## Work order
Report each line of the data that has "blue" somewhere in it.
────────
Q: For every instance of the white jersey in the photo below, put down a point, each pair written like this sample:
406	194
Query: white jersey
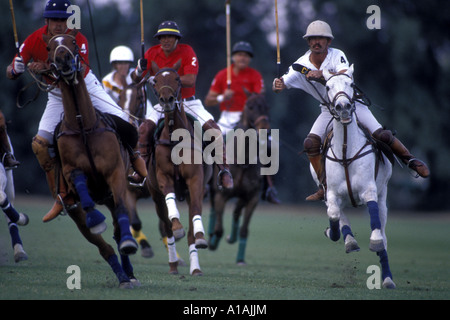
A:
112	87
334	62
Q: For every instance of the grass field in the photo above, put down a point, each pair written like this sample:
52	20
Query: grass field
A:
288	258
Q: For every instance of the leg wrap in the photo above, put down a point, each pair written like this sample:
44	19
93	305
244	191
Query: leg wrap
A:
172	206
385	136
40	148
198	224
312	145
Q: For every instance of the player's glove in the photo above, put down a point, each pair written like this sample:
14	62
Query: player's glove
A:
18	66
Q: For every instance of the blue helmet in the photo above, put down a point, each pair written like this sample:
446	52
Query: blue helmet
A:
168	28
243	46
57	9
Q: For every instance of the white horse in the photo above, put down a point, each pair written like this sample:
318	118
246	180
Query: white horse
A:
13	218
352	177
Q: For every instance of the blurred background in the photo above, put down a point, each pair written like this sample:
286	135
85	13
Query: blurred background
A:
404	68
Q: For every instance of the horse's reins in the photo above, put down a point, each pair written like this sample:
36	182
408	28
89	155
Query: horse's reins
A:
345	162
76	67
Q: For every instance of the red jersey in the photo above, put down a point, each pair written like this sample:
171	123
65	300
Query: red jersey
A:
248	78
189	62
34	48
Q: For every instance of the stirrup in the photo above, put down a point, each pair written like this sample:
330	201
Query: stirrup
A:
136	184
219	178
12	158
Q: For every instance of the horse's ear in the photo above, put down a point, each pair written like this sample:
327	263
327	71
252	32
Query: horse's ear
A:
73	32
247	93
350	70
326	74
155	67
177	65
46	38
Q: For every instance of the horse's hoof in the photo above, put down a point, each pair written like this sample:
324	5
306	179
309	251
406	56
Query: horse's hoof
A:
177	229
146	249
19	253
376	246
126	285
388	283
173	268
98	229
376	241
351	245
135	282
23	219
201	243
128	246
197	272
178	234
231	239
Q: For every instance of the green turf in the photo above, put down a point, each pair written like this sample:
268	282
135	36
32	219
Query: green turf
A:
288	258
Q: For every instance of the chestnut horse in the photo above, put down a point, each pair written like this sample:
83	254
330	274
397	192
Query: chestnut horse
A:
91	159
248	180
168	181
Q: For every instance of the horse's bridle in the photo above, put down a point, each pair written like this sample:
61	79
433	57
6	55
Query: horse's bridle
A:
58	72
174	102
332	102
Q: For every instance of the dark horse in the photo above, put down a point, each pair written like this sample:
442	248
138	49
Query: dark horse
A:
92	160
247	177
168	181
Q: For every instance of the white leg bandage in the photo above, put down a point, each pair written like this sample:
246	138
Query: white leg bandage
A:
172	206
198	224
193	259
172	250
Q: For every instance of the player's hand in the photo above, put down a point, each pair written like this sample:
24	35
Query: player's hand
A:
278	85
141	67
18	66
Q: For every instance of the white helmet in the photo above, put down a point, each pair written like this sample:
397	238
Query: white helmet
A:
121	53
318	28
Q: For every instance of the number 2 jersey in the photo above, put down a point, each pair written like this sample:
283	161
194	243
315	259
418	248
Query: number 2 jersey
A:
34	47
334	62
189	62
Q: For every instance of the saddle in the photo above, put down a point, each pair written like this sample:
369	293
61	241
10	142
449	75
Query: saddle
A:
179	183
379	148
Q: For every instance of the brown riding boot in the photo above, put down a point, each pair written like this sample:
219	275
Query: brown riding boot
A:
316	162
312	145
402	152
7	158
146	131
225	179
270	192
415	164
62	198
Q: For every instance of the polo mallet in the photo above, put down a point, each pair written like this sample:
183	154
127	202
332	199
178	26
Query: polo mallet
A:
144	67
227	11
16	38
278	40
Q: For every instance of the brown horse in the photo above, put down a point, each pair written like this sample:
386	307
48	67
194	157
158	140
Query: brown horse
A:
91	159
248	181
168	181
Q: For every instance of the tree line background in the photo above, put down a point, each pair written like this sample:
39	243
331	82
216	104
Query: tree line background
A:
404	68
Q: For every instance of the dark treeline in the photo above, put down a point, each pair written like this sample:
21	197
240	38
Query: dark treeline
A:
404	67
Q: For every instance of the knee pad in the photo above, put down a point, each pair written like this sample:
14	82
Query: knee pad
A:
312	144
40	148
385	136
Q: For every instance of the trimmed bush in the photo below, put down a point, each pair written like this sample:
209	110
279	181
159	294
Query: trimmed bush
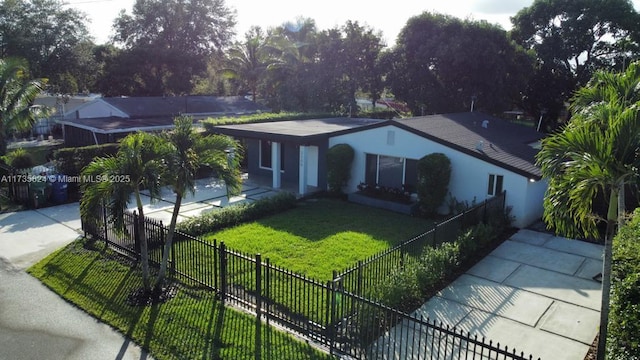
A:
237	214
339	159
434	172
419	279
623	341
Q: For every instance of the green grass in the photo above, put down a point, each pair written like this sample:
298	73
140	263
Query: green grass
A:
318	237
193	325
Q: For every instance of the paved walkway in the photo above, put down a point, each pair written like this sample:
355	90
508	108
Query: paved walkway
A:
210	195
534	293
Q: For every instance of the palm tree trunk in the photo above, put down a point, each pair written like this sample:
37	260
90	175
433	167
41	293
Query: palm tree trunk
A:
168	244
144	251
614	215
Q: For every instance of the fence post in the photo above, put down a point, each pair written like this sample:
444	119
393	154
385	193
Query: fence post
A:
216	251
223	272
105	224
136	235
359	286
435	233
332	331
173	255
484	211
258	306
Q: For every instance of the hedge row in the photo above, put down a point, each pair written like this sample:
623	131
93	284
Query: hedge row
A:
409	287
623	341
261	117
237	214
71	161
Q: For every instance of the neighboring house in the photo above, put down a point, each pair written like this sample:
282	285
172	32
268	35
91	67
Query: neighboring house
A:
106	120
56	105
487	155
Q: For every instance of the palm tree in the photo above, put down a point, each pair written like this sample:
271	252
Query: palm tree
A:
248	61
597	152
17	93
186	151
138	163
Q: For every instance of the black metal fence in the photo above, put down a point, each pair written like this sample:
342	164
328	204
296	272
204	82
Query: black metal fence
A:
334	314
367	274
14	185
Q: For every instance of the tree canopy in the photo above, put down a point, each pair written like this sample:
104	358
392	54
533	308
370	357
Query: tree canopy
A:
53	38
442	64
571	40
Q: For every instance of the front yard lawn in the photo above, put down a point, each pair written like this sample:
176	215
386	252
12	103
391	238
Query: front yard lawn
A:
192	325
322	235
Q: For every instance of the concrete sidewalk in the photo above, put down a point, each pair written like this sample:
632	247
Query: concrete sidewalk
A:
533	293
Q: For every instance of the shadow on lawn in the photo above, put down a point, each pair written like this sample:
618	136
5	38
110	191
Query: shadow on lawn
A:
192	325
320	219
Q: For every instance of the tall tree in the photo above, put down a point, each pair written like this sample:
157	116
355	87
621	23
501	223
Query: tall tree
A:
596	153
46	32
248	61
17	92
171	42
572	39
442	64
186	151
136	166
292	80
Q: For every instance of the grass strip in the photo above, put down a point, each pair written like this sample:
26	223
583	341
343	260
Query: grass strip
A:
192	325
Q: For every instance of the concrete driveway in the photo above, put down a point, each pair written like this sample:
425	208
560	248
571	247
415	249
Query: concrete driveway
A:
35	323
533	293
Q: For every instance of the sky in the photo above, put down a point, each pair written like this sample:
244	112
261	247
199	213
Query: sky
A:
389	17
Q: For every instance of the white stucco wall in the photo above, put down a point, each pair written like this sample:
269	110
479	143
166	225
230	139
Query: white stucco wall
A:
95	109
469	175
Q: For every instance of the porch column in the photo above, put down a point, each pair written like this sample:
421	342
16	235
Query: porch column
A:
302	171
276	166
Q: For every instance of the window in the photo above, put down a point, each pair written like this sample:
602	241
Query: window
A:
265	155
495	184
390	171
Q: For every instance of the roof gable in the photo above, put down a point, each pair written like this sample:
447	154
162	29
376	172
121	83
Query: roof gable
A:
499	142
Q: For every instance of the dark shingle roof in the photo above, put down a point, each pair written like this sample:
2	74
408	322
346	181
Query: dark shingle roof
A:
502	143
140	107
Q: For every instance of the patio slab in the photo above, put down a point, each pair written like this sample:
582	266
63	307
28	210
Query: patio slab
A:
533	298
576	247
531	237
539	256
494	269
557	286
574	322
506	301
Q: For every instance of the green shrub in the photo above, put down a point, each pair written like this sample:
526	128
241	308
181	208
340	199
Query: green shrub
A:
237	214
434	172
623	341
20	159
339	159
409	287
401	290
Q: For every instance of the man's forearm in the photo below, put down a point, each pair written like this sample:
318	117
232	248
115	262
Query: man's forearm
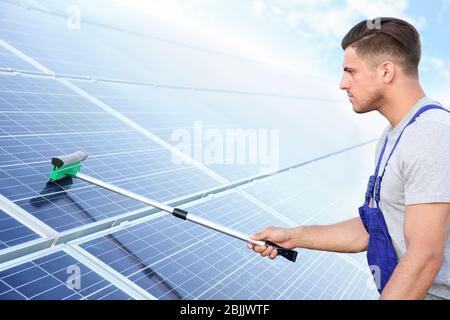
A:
412	278
347	236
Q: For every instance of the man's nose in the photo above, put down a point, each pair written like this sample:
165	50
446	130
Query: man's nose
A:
345	84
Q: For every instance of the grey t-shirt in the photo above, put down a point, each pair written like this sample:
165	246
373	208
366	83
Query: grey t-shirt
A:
418	172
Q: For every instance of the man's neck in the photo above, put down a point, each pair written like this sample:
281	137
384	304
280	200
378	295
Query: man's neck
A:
400	101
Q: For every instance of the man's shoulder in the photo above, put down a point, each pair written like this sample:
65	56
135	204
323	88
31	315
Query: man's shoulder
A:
429	133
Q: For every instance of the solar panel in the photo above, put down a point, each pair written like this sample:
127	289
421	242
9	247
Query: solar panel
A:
55	276
217	116
161	86
118	154
9	61
12	232
180	260
315	193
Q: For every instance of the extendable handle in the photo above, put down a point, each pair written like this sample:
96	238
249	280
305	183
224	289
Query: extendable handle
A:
289	254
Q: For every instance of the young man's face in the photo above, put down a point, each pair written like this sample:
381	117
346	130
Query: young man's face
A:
360	82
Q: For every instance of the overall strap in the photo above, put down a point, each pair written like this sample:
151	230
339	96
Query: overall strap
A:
416	115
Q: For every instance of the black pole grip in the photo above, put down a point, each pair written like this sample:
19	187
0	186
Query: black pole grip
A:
289	254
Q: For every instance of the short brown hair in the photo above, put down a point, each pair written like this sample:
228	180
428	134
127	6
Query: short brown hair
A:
386	37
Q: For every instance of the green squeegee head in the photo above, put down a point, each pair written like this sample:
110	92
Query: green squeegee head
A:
67	165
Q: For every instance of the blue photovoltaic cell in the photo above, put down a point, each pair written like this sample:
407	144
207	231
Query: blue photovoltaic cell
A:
52	277
172	259
117	154
168	257
316	192
12	232
11	61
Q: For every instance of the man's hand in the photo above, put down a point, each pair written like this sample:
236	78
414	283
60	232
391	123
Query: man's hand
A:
279	236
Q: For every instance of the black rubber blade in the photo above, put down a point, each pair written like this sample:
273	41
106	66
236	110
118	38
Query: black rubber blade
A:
77	156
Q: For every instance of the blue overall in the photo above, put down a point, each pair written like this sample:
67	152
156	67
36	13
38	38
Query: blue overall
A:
381	255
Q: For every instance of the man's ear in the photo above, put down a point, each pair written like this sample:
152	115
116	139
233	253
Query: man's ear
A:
386	71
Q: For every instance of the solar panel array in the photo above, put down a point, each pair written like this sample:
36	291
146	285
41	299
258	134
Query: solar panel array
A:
119	92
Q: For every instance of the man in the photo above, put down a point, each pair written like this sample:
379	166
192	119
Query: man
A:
404	224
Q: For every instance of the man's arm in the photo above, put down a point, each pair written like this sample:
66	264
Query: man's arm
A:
347	236
425	230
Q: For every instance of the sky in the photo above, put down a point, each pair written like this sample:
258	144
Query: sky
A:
304	35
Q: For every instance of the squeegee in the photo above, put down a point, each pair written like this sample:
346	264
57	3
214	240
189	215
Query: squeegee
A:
70	166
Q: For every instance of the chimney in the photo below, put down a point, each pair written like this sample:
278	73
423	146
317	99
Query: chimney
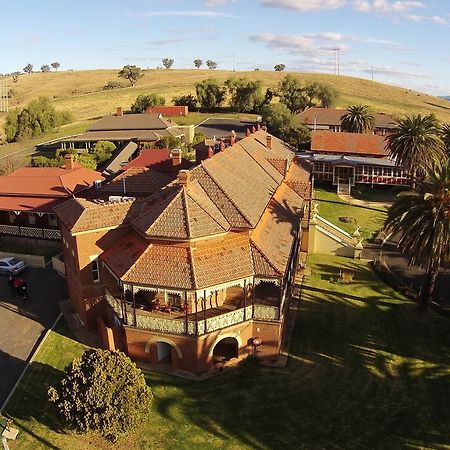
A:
183	177
69	162
175	154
────────
## Answer area
Q: For every instance of the blue helmet in the photo above, put down a point, each pair written like this sample:
Query: blue helmet
Q: For every instance of the blue photovoltaic cell in the photo above, put down a point, each pair written like this sample:
Query: blue photovoltaic cell
Q: For every instance of the blue overall in the photo above, put down a point, each pair written like this sample:
Query: blue overall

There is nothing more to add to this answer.